I pompieri di Palermo e la saracinesca

On 17/08/2012 by alecascio

Palermo, 12 Agosto 2012

Oggi me ne andavo in giro per Palermo con Maria Soledad a fotografare gesucristi, eroi dimenticati e case vecchie, quando a un certo punto appoggio il braccio sulla saracinesca di un’autofficina e un gatto mi sussurra “miao”, che vuol dire “hey, tu, sono qui”.
“Dici a me?” faccio così col dito sul petto.
“Miao” mi risponde il gatto che vuol dire: “Sì, dico a te, tirami fuori da questo impiccio”.
Il piccolo, un paio di mesi circa, penzolava da una fessura sull’insegna dietro alla quale era sistemato il rullo della saracinesca. Respirava a malapena.
Una ragazza abbronzata, tatuata, con una bambina di tre anni in spalla mi dice che è da ieri che il micio è lì e “miao” dice la bestia, che vuol dire “è vero, da ieri alle otto, nessuno si è fermato e non penso che alla gente gliene freghi niente”.
E’ vero, i passanti sono completamente disinteressati, calati al meglio nell’atmosfera distratta dell’Estate.
Il padrone dell’autofficina si chiama Angelo, ieri ha chiuso gatto e negozio e ha piazzato un bel cartello con su scritto: “In ferie dall’11 Agosto al 28 Agosto”.

**CONSEGNA:** Riporta senza modifiche il brano del racconto sul gatto rimasto nella saracinesca, partendo dalle parole "Una ragazza abbronzata, tatuata, con" e fermandoti dopo "nell’atmosfera distratta dell’Estate.".

Righe di annotazione con coordinate:
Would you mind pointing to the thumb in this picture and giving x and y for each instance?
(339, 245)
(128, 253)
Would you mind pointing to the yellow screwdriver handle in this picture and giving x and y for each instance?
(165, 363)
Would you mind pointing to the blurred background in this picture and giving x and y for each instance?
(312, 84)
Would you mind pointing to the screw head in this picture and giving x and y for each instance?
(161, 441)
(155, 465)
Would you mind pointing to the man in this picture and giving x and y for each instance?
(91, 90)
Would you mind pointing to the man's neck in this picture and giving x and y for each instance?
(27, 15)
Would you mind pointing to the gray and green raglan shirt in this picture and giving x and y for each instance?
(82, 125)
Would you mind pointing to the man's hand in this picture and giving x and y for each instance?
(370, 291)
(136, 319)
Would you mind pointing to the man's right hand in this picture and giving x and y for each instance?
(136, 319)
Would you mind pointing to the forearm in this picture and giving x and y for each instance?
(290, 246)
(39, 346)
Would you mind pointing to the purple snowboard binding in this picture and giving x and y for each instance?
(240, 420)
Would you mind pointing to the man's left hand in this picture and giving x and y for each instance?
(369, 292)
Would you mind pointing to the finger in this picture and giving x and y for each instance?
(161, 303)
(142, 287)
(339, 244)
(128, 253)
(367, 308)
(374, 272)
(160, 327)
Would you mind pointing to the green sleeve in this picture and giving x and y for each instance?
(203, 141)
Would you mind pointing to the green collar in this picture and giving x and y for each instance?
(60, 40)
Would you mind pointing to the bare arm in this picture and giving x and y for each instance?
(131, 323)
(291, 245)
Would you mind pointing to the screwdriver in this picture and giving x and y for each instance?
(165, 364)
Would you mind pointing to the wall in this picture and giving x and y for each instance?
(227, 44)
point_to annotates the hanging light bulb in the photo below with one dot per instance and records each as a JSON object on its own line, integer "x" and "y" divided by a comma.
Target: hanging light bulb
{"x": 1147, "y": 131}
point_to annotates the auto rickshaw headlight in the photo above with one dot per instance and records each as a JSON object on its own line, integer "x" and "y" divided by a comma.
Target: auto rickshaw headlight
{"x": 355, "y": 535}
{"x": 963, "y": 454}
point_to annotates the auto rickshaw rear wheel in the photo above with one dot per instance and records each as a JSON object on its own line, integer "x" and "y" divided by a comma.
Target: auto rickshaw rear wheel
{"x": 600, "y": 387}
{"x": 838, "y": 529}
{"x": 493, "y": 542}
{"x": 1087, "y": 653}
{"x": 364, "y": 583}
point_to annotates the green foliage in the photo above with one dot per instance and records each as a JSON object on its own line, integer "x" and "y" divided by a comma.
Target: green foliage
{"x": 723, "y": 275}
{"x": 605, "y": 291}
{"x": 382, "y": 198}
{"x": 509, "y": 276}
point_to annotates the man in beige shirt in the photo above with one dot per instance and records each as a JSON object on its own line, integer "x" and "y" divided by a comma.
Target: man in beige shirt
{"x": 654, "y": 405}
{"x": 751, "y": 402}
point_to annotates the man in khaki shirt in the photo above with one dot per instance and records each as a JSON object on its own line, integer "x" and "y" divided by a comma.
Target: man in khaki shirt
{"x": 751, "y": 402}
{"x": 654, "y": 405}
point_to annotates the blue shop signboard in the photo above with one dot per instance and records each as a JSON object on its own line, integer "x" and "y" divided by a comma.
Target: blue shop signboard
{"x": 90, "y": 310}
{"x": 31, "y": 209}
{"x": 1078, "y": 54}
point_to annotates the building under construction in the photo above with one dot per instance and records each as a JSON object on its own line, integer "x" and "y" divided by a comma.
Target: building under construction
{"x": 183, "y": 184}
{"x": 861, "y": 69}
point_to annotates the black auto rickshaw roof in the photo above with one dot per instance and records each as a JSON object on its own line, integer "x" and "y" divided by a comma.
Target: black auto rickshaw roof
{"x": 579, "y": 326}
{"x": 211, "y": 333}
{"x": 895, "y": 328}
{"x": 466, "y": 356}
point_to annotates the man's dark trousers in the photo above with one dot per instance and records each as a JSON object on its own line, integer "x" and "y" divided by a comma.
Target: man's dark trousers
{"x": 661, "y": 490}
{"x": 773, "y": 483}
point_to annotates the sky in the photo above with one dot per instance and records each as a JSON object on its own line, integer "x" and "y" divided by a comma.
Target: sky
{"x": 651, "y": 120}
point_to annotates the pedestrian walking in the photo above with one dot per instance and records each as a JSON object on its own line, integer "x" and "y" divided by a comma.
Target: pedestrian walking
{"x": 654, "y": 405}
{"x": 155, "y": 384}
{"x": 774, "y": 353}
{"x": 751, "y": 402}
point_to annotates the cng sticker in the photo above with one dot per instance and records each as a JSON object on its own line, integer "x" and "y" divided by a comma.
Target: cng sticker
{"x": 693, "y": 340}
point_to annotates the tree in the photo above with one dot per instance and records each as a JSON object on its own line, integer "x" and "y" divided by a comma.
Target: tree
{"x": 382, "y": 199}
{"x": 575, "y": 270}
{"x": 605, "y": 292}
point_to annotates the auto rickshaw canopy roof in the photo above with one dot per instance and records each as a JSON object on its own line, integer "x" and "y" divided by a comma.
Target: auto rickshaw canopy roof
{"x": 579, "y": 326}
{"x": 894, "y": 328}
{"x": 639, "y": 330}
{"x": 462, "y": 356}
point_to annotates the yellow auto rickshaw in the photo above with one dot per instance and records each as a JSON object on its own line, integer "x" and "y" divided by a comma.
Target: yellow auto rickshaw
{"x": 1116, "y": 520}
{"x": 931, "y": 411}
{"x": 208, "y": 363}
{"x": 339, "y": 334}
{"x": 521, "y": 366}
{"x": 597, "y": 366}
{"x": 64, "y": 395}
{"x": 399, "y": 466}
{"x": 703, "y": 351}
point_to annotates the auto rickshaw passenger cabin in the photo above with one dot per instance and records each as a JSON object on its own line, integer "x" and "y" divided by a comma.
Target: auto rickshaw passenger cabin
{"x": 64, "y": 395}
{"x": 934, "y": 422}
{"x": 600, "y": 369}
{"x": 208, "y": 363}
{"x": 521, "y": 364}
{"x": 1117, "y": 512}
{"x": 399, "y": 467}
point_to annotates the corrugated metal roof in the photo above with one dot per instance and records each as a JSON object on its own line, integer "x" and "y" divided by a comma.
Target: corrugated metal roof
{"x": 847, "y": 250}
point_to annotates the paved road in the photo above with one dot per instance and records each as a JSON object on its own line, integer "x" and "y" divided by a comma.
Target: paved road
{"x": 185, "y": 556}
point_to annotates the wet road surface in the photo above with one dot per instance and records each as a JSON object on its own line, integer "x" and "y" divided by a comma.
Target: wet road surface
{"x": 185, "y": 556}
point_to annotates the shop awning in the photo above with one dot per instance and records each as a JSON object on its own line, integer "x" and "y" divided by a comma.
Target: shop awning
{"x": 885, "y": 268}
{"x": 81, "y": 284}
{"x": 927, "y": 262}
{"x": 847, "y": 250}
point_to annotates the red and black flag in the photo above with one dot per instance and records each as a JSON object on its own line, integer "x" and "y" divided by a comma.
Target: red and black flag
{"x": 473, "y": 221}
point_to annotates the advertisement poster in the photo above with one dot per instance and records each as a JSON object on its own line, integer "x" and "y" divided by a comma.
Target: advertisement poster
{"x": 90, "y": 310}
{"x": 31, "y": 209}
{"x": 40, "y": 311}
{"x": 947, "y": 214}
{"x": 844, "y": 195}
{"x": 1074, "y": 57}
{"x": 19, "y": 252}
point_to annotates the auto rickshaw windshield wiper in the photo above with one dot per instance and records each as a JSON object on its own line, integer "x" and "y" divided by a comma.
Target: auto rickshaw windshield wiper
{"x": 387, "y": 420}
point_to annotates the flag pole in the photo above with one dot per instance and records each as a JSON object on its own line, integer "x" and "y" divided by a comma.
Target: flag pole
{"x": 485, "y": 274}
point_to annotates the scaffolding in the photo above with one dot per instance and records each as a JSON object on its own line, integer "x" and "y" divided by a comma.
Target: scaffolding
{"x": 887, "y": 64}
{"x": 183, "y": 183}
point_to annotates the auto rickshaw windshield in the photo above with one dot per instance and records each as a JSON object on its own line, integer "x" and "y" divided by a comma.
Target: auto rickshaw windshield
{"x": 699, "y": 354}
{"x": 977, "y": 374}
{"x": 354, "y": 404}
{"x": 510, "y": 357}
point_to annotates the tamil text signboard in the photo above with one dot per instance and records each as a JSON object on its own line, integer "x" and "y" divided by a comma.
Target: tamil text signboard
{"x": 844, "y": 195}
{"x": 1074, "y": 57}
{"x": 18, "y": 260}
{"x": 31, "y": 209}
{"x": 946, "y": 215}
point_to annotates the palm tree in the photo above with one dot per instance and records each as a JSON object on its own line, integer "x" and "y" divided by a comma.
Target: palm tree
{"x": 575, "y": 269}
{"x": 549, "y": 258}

**RISPOSTA SCRITTA:**
Una ragazza abbronzata, tatuata, con una bambina di tre anni in spalla mi dice che è da ieri che il micio è lì e “miao” dice la bestia, che vuol dire “è vero, da ieri alle otto, nessuno si è fermato e non penso che alla gente gliene freghi niente”.
E’ vero, i passanti sono completamente disinteressati, calati al meglio nell’atmosfera distratta dell’Estate.